• DOCUMENT EXTRACT:
** BEGIN **

Files
OpenCellular/core/cortex-m/switch.S
Alec Berg b610695b61 cortex-m: store FPU regs on context switch
Added storing of FPU regs on context switches when CONFIG_FPU is defined.
On context switches, EXC_RETURN[4] is checked in order to tell which tasks
have used floating point and which have not. The FPU regs are only stored on
task stacks for tasks that use the floating point. Tasks that use floating
point will therefore require roughly an additional 128 bytes of stack space,
and context switches will take about 32 clock cycles longer for each task
involved in the switch that uses FP.

For tasks that don't use floating point, the stack usage actually decreases
by 64 bytes because previously we were reserving stack space for FPU regs
S0-S15 on every context switch for every task, even though we weren't doing
anything with them.

If a task only uses the FPU for a brief window, it can call
task_clear_fp_used() in order to clear the FP used bit so that context
switches using that task will not backup FP regs anymore.

BUG=chrome-os-partner:27971
BRANCH=none
TEST=Tested on glimmer and peppy. Added the following code, which uses the
FPU in both the hooks task and the console task. Note, I tested this for
a handful of registers, notably registers in the group s0-s15 which are
backed up by lazy stacking, and registers in the group s16-s31 which are
backed up manually.

float dummy = 2.0f;
static void hook_fpu(void)
{
	union {
		float f;
		int i;
	} tmp;

	/* do a dummy FP calculation to set CONTROL.FPCA high. */
	dummy = 2.3f*7.8f;

	/* read and print FP reg. */
	asm volatile("vmov %0, s29" : "=r"(tmp.f));
	ccprintf("Hook float 0x%08x\n", tmp.i);

	/* write FP reg. */
	tmp.i = 0x1234;
	asm volatile("vmov s29, %0" : : "r"(tmp.f));
}
DECLARE_HOOK(HOOK_SECOND, hook_fpu, HOOK_PRIO_DEFAULT);

static int command_fpu_test(int argc, char **argv)

** END **

• STORED DATA:
** BEGIN **

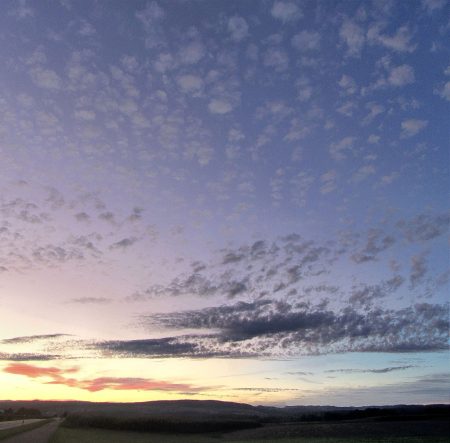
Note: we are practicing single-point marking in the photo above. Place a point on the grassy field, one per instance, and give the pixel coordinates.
(68, 435)
(5, 433)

** END **

• EXERCISE SET:
A. Quote the commit message on FPU context switches from the part that opens with the words containing "If a task only" through the words "backed up manually.".
B. According to the commit message on FPU context switches, by how much does stack usage decrease for tasks that don't use floating point?
C. Which field names in the commit message on FPU context switches are written in capital letters followed directly by an equals sign?

• SOLUTION SET:
A.
If a task only uses the FPU for a brief window, it can call
task_clear_fp_used() in order to clear the FP used bit so that context
switches using that task will not backup FP regs anymore.

BUG=chrome-os-partner:27971
BRANCH=none
TEST=Tested on glimmer and peppy. Added the following code, which uses the
FPU in both the hooks task and the console task. Note, I tested this for
a handful of registers, notably registers in the group s0-s15 which are
backed up by lazy stacking, and registers in the group s16-s31 which are
backed up manually.

B. By 64 bytes.

C.
- BUG
- BRANCH
- TEST